(Written problem):
Reproduce every line of the material below word for word, changing nothing.

>> START

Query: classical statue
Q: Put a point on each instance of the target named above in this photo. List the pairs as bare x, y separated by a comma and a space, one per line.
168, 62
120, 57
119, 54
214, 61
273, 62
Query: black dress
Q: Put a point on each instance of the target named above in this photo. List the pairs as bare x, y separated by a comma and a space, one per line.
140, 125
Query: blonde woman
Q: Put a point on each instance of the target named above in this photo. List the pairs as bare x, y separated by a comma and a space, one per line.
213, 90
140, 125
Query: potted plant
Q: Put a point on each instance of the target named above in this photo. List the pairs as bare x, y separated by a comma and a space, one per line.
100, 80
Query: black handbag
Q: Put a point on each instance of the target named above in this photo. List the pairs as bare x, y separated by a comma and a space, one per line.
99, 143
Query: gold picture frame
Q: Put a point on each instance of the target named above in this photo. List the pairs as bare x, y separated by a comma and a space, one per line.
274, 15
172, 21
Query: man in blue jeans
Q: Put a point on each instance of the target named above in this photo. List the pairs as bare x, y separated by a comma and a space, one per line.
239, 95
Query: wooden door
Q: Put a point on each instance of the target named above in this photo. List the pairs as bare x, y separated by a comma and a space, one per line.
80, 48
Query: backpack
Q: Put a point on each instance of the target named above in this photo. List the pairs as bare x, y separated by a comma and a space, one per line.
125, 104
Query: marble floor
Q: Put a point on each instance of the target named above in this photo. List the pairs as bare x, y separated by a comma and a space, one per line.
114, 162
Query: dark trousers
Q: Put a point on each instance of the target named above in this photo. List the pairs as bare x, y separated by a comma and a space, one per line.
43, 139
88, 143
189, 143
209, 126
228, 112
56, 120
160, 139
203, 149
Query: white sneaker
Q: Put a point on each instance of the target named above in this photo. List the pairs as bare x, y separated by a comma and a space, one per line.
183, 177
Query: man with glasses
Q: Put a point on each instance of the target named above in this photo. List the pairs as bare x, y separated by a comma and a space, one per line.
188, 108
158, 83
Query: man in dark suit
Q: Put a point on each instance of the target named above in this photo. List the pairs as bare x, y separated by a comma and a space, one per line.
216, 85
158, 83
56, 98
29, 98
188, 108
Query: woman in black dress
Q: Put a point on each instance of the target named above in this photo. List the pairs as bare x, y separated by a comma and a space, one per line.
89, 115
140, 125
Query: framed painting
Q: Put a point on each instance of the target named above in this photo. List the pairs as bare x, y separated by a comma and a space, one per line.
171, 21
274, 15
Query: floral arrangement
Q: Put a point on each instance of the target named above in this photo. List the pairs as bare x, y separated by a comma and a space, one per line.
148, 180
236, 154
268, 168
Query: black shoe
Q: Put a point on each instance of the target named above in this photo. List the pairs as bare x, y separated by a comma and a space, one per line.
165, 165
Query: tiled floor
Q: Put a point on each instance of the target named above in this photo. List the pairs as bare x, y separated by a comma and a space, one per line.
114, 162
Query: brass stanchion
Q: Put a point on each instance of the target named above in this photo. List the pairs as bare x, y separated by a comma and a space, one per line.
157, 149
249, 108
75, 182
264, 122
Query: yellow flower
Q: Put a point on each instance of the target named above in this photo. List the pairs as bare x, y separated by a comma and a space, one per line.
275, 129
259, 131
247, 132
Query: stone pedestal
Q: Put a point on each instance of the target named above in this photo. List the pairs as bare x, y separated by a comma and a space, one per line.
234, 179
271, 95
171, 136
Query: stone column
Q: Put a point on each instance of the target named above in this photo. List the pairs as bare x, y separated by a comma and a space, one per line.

>> END

(The response):
Query: classical statue
Q: Put a point on each instance of the target named above in this photo. List the pairs as bare x, y separated by a comma and a space, one per line.
168, 62
120, 57
119, 54
214, 61
273, 62
Query: black dress
Q: Put a point on each instance of the target named above in this photo. List the pairs as bare x, y separated by a comma and a space, one per line.
140, 125
Query: blonde woman
Q: Put a point on each instance of the target named above in this photo. List the pairs as bare x, y separated by a comma and a space, one per line.
213, 90
140, 125
Query: potted plant
Q: Put a point on each instance of the target named above in this photo. List the pairs as bare x, y separated by a comma and a space, one per line.
100, 80
Query: black handbag
Q: Put a point on each instance of the target named above in this photo. List the pairs as bare x, y separated by a comma and a space, one per line.
99, 143
Query: gold picture frame
Q: Put a point on each instance of the target named above in this photo. List the pairs as bare x, y separated by a comma and a space, one per line.
274, 15
172, 21
Query: man in blue jeans
Q: Put a point on each instance of the target named above in this photo. List the pairs as bare x, y separated by a comma and a space, one per line.
239, 95
Query: wooden door
Q: Put a point on each instance of the target named above in this photo. List the pairs as bare x, y separated by a comma and a space, one per line.
80, 48
Query: backpack
Q: Put a point on each instance of the target named above in this photo. List the pairs as bare x, y separated by a comma and a space, one per line.
125, 104
Query: marble floor
Q: Put a point on each instance of the target named above in this photo. List the pairs as bare x, y separated by a comma and a space, one per line.
114, 162
Query: dark trousers
Q: Put a point on each instance of the target named above in this photo. List the pairs as bare x, y separated by a comma and a space, one per line.
43, 139
88, 143
189, 143
209, 126
228, 112
56, 120
160, 139
203, 149
Query: white sneaker
Q: Put a point on each instance of the target named above in this photo. List the pairs as bare x, y separated by a comma and a space, one per line.
183, 177
Query: man with glasses
Q: Put a point on each instance of the target named above in this photo. List the pairs as bare x, y separated by a comma and a space, one per line.
188, 108
158, 83
Query: man in dark suit
Q: Put a point on each instance of the target named above in this photo. List the pairs as bare x, y separated by a comma and a space, one per line.
216, 85
158, 83
56, 98
29, 98
188, 108
Query: woman in black dress
Q: Put a point on each instance of the target named above in this photo. List the pairs as bare x, y separated by a comma and a space, one per line.
89, 115
140, 125
Query: framed painting
Q: Put a point on each instance of the target named above in this photo. List the pairs as bare x, y separated by a comma and a space, one per line.
171, 21
274, 15
Query: floral arrangement
Q: Put a point on each instance of the target named above in this photo. List the pairs as bare x, y separated by a comma and a space, one per line.
148, 180
236, 154
268, 168
Query: black shoe
Q: Put a point on each instance of the target named above in this photo. List the pairs as bare x, y separated by a comma and a space, one per line.
165, 165
Query: tiled floor
Q: Put a point on each instance of the target named above in this photo. List the pairs as bare x, y separated by a comma and a space, one per line.
114, 162
Query: brass stanchion
Q: Put a point on each instance of the target named above in this photo. List the pairs as bare x, y separated by a comma and a space, one per line.
157, 149
249, 108
75, 182
264, 122
Query: yellow flower
Q: Put a point on each instance of the target named above in this photo. List the pairs as bare x, y separated by a comma and a space, one per line.
275, 129
259, 131
247, 132
Query: stone pedestal
Q: Put a point on each instance of the target named above in this photo. List the pairs as bare x, y separated by a comma and a space, one per line.
234, 179
271, 95
171, 136
Query: stone column
Q: Put a point on each instance of the target named above in this photo. List the pairs as bare x, y separated by a comma and a space, one per line.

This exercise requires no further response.